ACTIVITY
Reproduce the records word for word, apart from the images they contain.

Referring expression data
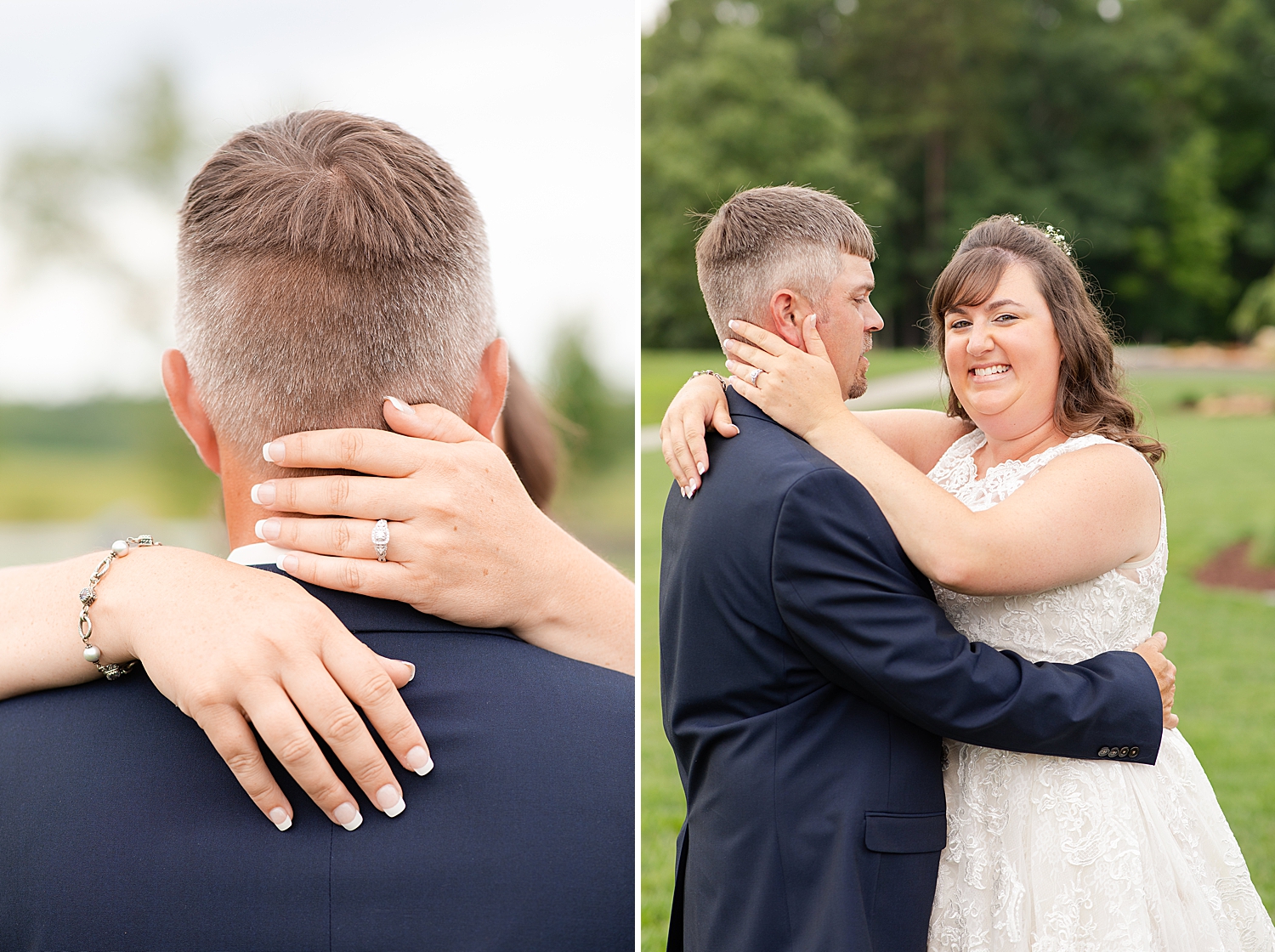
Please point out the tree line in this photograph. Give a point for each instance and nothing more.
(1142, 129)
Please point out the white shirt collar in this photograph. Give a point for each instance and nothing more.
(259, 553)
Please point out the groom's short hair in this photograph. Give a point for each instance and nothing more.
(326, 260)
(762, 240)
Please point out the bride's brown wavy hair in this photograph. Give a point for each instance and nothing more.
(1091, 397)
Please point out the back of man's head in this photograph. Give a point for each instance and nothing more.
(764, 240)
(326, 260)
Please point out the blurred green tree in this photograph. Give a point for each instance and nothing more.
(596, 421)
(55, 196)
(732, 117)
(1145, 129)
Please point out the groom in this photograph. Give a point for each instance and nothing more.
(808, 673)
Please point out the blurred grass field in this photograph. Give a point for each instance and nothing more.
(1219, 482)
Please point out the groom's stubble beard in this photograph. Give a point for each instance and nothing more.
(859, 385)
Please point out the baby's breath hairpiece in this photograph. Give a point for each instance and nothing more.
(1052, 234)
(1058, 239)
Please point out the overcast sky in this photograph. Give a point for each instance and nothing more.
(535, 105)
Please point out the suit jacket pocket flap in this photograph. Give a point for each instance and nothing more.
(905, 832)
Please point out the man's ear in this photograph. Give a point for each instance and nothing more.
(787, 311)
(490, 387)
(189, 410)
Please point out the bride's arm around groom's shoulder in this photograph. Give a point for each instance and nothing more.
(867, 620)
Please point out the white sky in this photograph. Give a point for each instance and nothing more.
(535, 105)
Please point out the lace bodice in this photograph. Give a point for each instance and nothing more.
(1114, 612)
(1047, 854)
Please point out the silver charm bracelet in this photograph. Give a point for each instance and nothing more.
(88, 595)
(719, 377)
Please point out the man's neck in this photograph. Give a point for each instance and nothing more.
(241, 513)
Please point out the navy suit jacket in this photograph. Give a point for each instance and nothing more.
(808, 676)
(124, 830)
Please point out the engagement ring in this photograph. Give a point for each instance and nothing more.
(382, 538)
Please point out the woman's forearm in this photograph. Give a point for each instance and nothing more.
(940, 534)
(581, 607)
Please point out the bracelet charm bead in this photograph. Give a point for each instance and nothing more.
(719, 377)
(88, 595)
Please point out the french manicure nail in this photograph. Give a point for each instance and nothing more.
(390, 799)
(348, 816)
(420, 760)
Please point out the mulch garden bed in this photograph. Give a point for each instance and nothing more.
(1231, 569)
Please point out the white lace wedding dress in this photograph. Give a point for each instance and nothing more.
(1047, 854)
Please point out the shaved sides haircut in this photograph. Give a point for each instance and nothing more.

WORKED SOLUTION
Please point out the tree line in this photograph. Give a point for each instance and nothing more.
(1142, 129)
Please point out the white shirt collar in this photograph. Give a point for each instance and nothing more.
(259, 553)
Please point out the groom's short hair in this photograph. Give a point for each instance and nothing more.
(326, 260)
(762, 240)
Please point out the bride's brown wavy hair in this photograph. Give a point for each instance and nothing more.
(1091, 397)
Please point out the back of man's head in this photograph. Give a point for each instance and nothing more.
(764, 240)
(326, 260)
Please point out the blurred green tree in this photograph. Give a point for each instance and nothing more.
(596, 421)
(55, 196)
(732, 117)
(1145, 129)
Please point out the groom in this photograph. Give a point for each instance and nothing more.
(808, 673)
Please point out the blurred grass field in this photograph. Give a point for each instance and nothing more.
(1219, 482)
Please point out the groom's stubble beard in this photograph. Give a point for each instance and nothing more.
(859, 385)
Please point out the baby's breath hairpiece in this photograph. Give a point for each instance and nothing more.
(1052, 234)
(1058, 239)
Please point out the overcast sky in this photograph. Give a point for each instance and nothing more.
(535, 105)
Please point out the suit jacket pocket flap in this photograph. Give a point for each instance and nothing more.
(905, 832)
Please point out the man's ear in this photograph. Give a point for each instance and nothing more.
(787, 311)
(490, 387)
(189, 410)
Please point out the bride's arm around groom's shoulder in this photograph. Give a point for each instance and nothing more.
(867, 620)
Please point out the white sky in this photograph. Give a point for each instance and nothing more.
(535, 105)
Please point out the lace bodice in this photograph. Give a point for each instance and nothing more.
(1114, 612)
(1047, 854)
Please point out the silver charm bracelet in this photograph. Give a point for each instance and nothing more.
(88, 595)
(719, 377)
Please point out the man's neck in this photograph. Give a point for each instance and nothing more.
(241, 513)
Please point out the navy suit jacket in this photograph. Give a point for each instance and nothing more.
(808, 676)
(124, 830)
Please point out the engagement ring in this photograph. Give a point for each instance and nothing more.
(382, 538)
Please point out the woman's forearm in this photograph. Give a point for each instance and nothing more.
(940, 534)
(581, 607)
Please point out the bracelet charm bead in this photograph. Give a point for each instance and nothing more.
(719, 377)
(88, 595)
Please point out the french manicure nail in this photograph. Give a point for each instance and nothing more.
(390, 799)
(348, 816)
(420, 760)
Please point out the mulch garden bed in this photograph. Give a point for each instance and nothing more.
(1231, 569)
Please point out the white lace wedding dress in this photograph. Give a point for each instance and nothing more.
(1047, 854)
Please point out the shaved sides haircut in this photograph. Give a point for each instance and nothing more.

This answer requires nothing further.